Source passage: Begin

Thursday, November 29, 2012

First Christmas Joke of 2012



Here's the first Christmas Joke of 2012

Christmas Trees

A family is at the dinner table. The son asks his father, 'Dad, how many
kinds of boobs are there?'
The father, surprised, answers, 'Well, son, there are three kinds of boobs:
In her 20's, a woman's are like melons, round and firm.
In her 30's to 40's, they are like pears, still nice but hanging a bit.
After 50, they are like onions'.
'Onions?'
'Yes, you see them and they make you cry.'

This infuriated his wife and daughter so the daughter said, 'Mum, how many
kinds of 'willies' are there?'
The mother, surprised, smiles and answers, 'Well dear, a man goes through
three phases. In his 20's, his willy is like an oak tree, mighty and hard..
In his 30's and 40's, it is like a birch, flexible but reliable. After his
50's, it is like a Christmas Tree.'
'A Christmas tree?'

'Yes - the tree is dead and the balls are just for decoration.'

Thursday, November 15, 2012

Senior Wedding


Jacob, age 92, and Mary, age 89, living in Fort Myers, are all
excited about their decision to get married. They go for a stroll to discuss the wedding, and on the way they pass a drugstore.
Jacob suggests they go in.

Source passage: End
Extracted entries: Begin

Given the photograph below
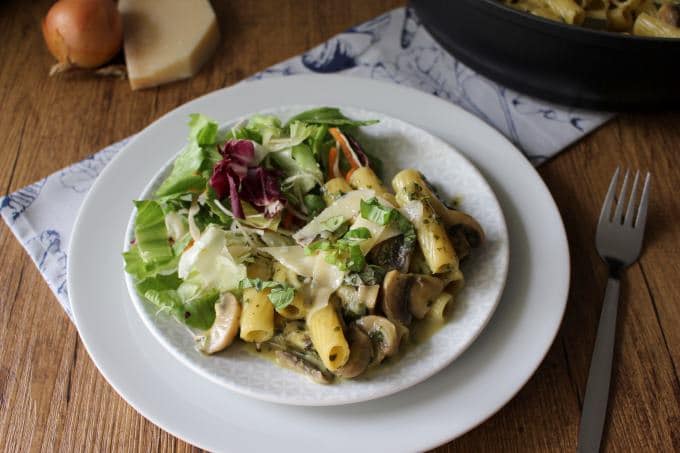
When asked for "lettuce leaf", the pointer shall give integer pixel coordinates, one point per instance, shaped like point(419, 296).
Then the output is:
point(197, 312)
point(188, 170)
point(202, 129)
point(328, 116)
point(140, 270)
point(151, 234)
point(267, 126)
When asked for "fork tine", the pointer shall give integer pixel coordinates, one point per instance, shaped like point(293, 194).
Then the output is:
point(606, 206)
point(628, 219)
point(618, 213)
point(644, 201)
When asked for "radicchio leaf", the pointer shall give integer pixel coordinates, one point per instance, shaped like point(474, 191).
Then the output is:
point(261, 188)
point(230, 172)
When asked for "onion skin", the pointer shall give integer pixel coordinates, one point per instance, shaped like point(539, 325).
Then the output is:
point(83, 33)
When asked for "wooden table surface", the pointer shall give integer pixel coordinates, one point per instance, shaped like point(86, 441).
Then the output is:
point(52, 398)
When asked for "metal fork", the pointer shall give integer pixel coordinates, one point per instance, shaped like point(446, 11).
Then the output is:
point(618, 241)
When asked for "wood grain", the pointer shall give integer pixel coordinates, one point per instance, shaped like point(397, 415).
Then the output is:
point(52, 397)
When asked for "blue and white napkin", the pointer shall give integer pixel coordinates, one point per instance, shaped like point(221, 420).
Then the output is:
point(392, 47)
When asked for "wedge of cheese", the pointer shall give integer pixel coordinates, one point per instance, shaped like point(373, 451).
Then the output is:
point(166, 40)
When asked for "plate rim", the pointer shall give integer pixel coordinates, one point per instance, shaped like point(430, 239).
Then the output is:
point(144, 407)
point(280, 398)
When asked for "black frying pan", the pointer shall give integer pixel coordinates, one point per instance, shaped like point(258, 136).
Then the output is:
point(562, 63)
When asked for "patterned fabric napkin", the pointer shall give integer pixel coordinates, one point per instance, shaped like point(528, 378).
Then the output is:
point(392, 47)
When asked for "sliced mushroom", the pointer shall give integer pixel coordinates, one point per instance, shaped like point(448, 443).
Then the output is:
point(383, 335)
point(424, 289)
point(368, 295)
point(408, 295)
point(224, 329)
point(391, 254)
point(360, 353)
point(352, 307)
point(396, 288)
point(297, 363)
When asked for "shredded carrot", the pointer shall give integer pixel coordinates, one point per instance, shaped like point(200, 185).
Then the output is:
point(332, 157)
point(349, 173)
point(346, 149)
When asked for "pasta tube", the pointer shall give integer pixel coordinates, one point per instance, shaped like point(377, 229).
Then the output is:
point(568, 10)
point(620, 17)
point(365, 178)
point(328, 338)
point(647, 25)
point(434, 242)
point(257, 316)
point(296, 309)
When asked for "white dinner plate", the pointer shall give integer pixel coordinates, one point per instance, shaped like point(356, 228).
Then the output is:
point(400, 146)
point(445, 406)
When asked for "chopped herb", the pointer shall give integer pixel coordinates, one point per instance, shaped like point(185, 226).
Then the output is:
point(280, 294)
point(332, 224)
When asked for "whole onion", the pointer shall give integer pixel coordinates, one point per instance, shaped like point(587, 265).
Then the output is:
point(83, 33)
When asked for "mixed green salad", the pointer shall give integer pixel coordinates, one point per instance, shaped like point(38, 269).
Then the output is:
point(255, 184)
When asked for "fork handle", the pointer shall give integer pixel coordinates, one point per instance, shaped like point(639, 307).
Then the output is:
point(597, 389)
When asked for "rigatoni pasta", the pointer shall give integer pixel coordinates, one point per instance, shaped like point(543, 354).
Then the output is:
point(298, 247)
point(650, 18)
point(328, 337)
point(257, 316)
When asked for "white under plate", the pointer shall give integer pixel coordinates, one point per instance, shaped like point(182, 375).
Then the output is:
point(400, 146)
point(448, 404)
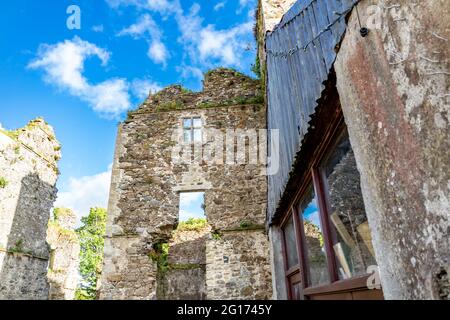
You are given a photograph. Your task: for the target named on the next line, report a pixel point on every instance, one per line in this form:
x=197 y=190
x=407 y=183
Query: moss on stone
x=184 y=266
x=63 y=234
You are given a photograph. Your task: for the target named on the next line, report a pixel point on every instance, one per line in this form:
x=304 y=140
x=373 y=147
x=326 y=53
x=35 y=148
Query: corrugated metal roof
x=300 y=55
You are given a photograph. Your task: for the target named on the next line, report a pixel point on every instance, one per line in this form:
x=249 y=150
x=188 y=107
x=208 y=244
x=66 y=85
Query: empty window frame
x=192 y=206
x=326 y=236
x=192 y=130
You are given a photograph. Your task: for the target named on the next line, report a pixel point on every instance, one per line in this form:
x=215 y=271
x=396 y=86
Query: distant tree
x=91 y=252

Extracted entries: End

▶ _Work instructions_
a: In the Christmas tree joke from the blog, what does the mother say a man's willy is like in his 20's?
b: Using the Christmas tree joke, explain why the father says a woman's breasts after 50 are like onions.
c: Carry the joke blog's "Senior Wedding" story forward from its last sentence.
The entries above were taken from a separate source, unrelated to the joke blog.

▶ _Answers in order_
a: An oak tree, mighty and hard.

b: He says they are like onions because you see them and they make you cry.

c:
Jacob addresses the man behind the counter:
"Are you the owner?" The pharmacist answers,
"Yes." Jacob: "We're about to get married. Do
you sell heart medication?"
Pharmacist: "Of course we do."
Jacob: "How about medicine for circulation?"
Pharmacist: "All kinds."
Jacob: "Medicine for rheumatism?"
Pharmacist: "Definitely."
Jacob: "How about suppositories and medicine
for impotence?"
Pharmacist "You bet!"
Jacob: "Medicine for memory problems, arthritis and
Alzheimer's?"
Pharmacist: "Yes, a large variety. The works."
Jacob: "What about vitamins, sleeping pills,
Geritol, antidotes for Parkinson's disease?"
Pharmacist: "Absolutely."
Jacob: "Everything for heartburn and indigestion?"
Pharmacist: "We sure do."
Jacob: "You sell wheel chairs and walkers and canes?"
Pharmacist: "All speeds and sizes."
Jacob: "Adult diapers?"
Pharmacist: "Sure."
 
Jacob: "We'd like to use this store as our bridal registry.